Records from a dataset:
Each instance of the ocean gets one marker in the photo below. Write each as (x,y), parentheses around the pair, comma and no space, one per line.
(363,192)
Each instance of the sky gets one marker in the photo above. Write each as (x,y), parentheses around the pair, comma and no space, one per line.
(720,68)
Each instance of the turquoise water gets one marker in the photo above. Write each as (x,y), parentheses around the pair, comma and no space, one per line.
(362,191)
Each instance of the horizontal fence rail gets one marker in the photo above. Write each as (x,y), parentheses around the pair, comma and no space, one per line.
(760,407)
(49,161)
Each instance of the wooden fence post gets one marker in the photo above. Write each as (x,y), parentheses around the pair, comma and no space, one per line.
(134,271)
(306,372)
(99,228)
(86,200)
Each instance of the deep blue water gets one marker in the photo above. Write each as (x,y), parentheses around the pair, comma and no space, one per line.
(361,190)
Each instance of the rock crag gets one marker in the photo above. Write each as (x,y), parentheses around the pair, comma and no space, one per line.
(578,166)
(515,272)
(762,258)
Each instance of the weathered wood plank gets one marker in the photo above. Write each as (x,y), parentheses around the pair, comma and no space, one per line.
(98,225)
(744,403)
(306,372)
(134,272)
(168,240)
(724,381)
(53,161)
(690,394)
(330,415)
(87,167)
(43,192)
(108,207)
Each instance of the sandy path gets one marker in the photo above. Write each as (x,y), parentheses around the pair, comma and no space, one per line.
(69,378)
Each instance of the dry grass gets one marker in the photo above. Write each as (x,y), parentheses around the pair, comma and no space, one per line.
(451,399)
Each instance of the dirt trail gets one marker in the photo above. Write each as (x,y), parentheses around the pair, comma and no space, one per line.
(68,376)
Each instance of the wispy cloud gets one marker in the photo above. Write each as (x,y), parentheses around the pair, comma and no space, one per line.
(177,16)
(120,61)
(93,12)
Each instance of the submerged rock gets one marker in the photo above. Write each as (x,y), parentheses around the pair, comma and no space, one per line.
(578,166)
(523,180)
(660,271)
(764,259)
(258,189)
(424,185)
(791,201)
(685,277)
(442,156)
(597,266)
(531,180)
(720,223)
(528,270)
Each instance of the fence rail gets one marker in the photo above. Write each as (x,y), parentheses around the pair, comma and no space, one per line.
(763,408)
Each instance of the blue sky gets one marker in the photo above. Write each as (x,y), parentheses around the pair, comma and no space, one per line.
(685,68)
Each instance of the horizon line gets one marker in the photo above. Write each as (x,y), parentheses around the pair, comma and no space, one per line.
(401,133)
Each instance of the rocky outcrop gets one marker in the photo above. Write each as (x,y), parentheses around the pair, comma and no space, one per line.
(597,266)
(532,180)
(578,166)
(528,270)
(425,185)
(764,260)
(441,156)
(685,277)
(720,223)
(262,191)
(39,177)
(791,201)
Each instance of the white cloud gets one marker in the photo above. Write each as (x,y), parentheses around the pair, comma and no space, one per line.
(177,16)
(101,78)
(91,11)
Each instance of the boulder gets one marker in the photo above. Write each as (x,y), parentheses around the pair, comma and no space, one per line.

- **Stated task**: Copy out every line of the material above word for word, changing nothing.

- **Response below**:
Each instance of the ocean gets one marker in the photo below. Write each as (x,y), parentheses around the pair, comma and no space, one per line.
(363,192)
Each instance of the sky gets one marker in the photo above. Write each as (x,y), parentheses around the pair, comma and no space, one per line.
(720,68)
Each instance of the turquoise water gets one marker in the photo above. Write each as (x,y), parentheses around the pair, comma and no space, one per line.
(362,191)
Each instance of the horizontal fence rail gets one marker in the photo above. Write each as (x,y), parentheses around the pair, comma and no space, one per line.
(760,407)
(49,161)
Each instance of the wooden fence post gets one marker in the photo above. Write each as (x,y), parentheses around the pair, comma and no space, one per line.
(134,271)
(306,372)
(99,228)
(86,200)
Each instance of the deep blue water gets one marker in the photo above. Write each as (x,y), parentheses around the pair, comma and no space, one per line.
(361,190)
Each instance of the rock crag gets one marker in the photo above. Write each as (x,y), parentheses around the pair, comma and no space, one per line.
(578,166)
(515,272)
(762,258)
Each instance of the weathered wood plank gets one marker in the photo above. Write each as (x,y), parentheses around the pair, comma and no space, one per line.
(98,225)
(744,403)
(306,372)
(134,272)
(168,240)
(724,381)
(53,161)
(690,394)
(330,415)
(87,167)
(43,192)
(108,207)
Each instance of the sandy path gets one marker in the photo above. Write each as (x,y), parentheses around the pair, comma and no space, one per line.
(69,378)
Each instance of the dry grass gets one marker in the photo above. Write each as (x,y), parentheses around the pair, comma and no space, one per line.
(451,399)
Each instance of the dirt trail gets one marker in the photo above. Write each as (x,y), parentheses around the pair, comma and no space, one per line.
(68,376)
Each instance of the wispy cloud gets one marker in the photo above. Write each as (x,y), parentheses around the pair, comma and no space, one per line.
(177,16)
(120,61)
(93,12)
Each instance of the submerged rock gets one marker in the photo above. Write each as (x,y), parentheses around the pair, comma and no space, one per line.
(578,166)
(523,180)
(660,271)
(764,259)
(258,189)
(424,185)
(791,201)
(685,277)
(442,156)
(597,266)
(531,180)
(720,223)
(528,270)
Each instance of the fence rail gets one marker in the photo above. Write each as (x,y), parentheses around the pair, comma and no space, one per line.
(763,408)
Each instance of the blue sky gets one marker in the photo above. Write each as (x,y), parentheses around the pair, comma and no space, one per line.
(685,68)
Each instance of the horizon line gets one marker in the photo above. Write each as (x,y), parentheses around the pair, comma and no space, one per line.
(401,133)
Each instance of the rocky outcrop gets one marker in the photo above. Write each as (x,y), parentheses around the pair, comma and no space, one per line.
(597,266)
(532,180)
(578,166)
(528,270)
(425,185)
(764,260)
(441,156)
(685,277)
(720,223)
(262,191)
(39,177)
(791,201)
Each instance of the white cloud gets one marker in the photo above. Write each as (x,y), parentheses around the pair, comma and no space, one per line.
(177,16)
(101,78)
(91,11)
Each instance of the boulder gets one marker in the photo above. Write each as (x,y), parentheses around the pair, comma and no space, one per line.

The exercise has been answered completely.